• **Provided passage**:
>>

In the third blog in SPERI’s new series on ‘The Coming Crisis’ Scott Lavery examines three areas of imbalance in the Eurozone and argues that the single currency area remains vulnerable to a future economic downturn
For the past six years, the Eurozone area has been mired in a protracted economic and social crisis. However, no convincing solution to the euro’s difficulties is yet in sight.
Whilst the policy fixes advanced by European policymakers have thus far averted a break-up of the single currency, they have also consolidated a series of structural imbalances and profound weaknesses within the emergent framework of European capitalism.
These imbalances render the Eurozone particularly vulnerable to a future global downturn.
Three areas of major imbalance stand-out in particular.

<<

• **Tasks**:
1. According to the passage on the Eurozone, for how long has the Eurozone area been mired in crisis?
2. Quote the passage on the Eurozone between "In the third" and "future global downturn.", inclusive.
Rely only on the passage on the Eurozone.

Location identification records
>>

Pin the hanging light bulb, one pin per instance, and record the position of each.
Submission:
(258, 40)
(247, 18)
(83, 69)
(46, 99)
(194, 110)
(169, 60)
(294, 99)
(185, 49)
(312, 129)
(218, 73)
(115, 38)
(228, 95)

<<

• **Answer list**:
1. For the past six years.

2.
In the third blog in SPERI’s new series on ‘The Coming Crisis’ Scott Lavery examines three areas of imbalance in the Eurozone and argues that the single currency area remains vulnerable to a future economic downturn
For the past six years, the Eurozone area has been mired in a protracted economic and social crisis. However, no convincing solution to the euro’s difficulties is yet in sight.
Whilst the policy fixes advanced by European policymakers have thus far averted a break-up of the single currency, they have also consolidated a series of structural imbalances and profound weaknesses within the emergent framework of European capitalism.
These imbalances render the Eurozone particularly vulnerable to a future global downturn.